The problem —
Write out each entry, exactly the way it appears.

Record set —
---+---

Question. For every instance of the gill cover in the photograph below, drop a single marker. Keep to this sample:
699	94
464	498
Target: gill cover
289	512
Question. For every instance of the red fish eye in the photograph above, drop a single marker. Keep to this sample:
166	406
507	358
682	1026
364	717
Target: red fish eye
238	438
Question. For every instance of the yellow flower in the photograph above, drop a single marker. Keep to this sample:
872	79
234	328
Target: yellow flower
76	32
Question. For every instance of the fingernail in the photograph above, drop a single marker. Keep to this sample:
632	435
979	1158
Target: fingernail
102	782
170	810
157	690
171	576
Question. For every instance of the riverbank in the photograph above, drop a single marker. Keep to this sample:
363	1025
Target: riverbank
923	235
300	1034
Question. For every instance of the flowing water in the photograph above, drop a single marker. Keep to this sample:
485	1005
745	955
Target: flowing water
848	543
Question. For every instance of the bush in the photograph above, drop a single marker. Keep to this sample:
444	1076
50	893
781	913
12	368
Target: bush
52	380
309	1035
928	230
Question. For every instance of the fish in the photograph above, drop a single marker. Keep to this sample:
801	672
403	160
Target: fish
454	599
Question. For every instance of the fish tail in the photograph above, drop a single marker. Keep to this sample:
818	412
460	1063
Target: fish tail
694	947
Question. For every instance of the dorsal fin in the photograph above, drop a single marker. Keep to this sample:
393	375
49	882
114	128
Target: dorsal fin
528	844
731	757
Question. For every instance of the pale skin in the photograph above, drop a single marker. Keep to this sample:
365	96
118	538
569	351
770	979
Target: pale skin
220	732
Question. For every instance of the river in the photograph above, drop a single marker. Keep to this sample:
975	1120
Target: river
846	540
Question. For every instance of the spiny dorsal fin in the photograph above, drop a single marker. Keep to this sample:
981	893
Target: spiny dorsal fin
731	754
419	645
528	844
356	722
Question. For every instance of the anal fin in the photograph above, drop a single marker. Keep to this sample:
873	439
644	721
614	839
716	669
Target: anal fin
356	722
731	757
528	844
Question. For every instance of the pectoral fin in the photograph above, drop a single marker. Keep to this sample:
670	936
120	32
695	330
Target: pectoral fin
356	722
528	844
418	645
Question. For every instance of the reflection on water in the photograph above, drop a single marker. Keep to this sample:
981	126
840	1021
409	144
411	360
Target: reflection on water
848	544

---+---

Task solution —
Question. For every instance of the gill cover in the photograph below, drop a single marker. Keep to this sample:
699	94
464	498
Target: gill cover
289	512
Question. For every instance of the red fish eye in the photograph above, drop a single marker. Keep to this sample:
166	406
507	358
682	1026
364	717
Target: red fish eye
238	438
Question. For every instance of the yellow flower in the photograph above, drop a single marker. Keep to this sample:
872	79
234	328
Target: yellow flower
76	32
Question. For every instance of the fingernail in the photograph above, drop a single marker. Keep to this sample:
632	435
979	1158
Target: fingernail
102	782
170	810
157	690
171	576
Question. For every instance of the riverbank in the photograph above, drop a single marker. Keep to this sample:
363	1025
Target: riverbank
923	235
300	1034
Question. For every instance of the flowing water in the photograph above, drop a single marker. Keep to this sample:
485	1005
745	955
Target: flowing water
848	543
Question. For every instance of the bush in the photograph above, drop a single marker. Keep to this sample:
444	1076
50	893
781	913
12	368
Target: bush
52	380
309	1035
928	230
Question. For every instance of the fish in the photograph above, drop a single marker. Keep to this sample:
801	672
403	160
Target: fish
454	599
Question. For every instance of the fish tail in the photograph above, drop a single marker. Keep to this sample:
818	412
460	1063
Target: fish tail
694	947
Question. For every instance of the dorsal fin in the photograph above, drop a single marker. Keep to this sample:
393	375
49	882
114	128
Target: dorsal fin
528	844
731	757
Question. For every instance of the pale skin in the photograph above, drop a single marker. Keep to this sample:
365	96
118	538
569	351
770	979
Target: pale skin
220	732
Question. For every instance of the river in the photograph above, drop a single marker. Keep to this sample:
975	1120
Target: river
846	540
Question. For every instance of the spiny dorsal fin in the photograph above, drop a single marker. Keep to this sample:
981	893
Target: spiny dorsal fin
731	754
419	645
528	844
356	722
Question. For every instance of the anal fin in the photograph above, drop a single marker. Keep to this sample:
873	439
644	721
614	839
716	669
Target: anal fin
356	722
731	757
528	844
Question. For every instance of the pectoral fin in the photograph above, drop a single marker. Keep to this sample:
670	936
120	32
695	330
Target: pectoral fin
356	722
528	844
418	645
Question. For every instance of the reflection on water in the photograph above, drop a single marker. Keep to this sample:
981	126
840	1021
409	144
411	360
Target: reflection on water
848	544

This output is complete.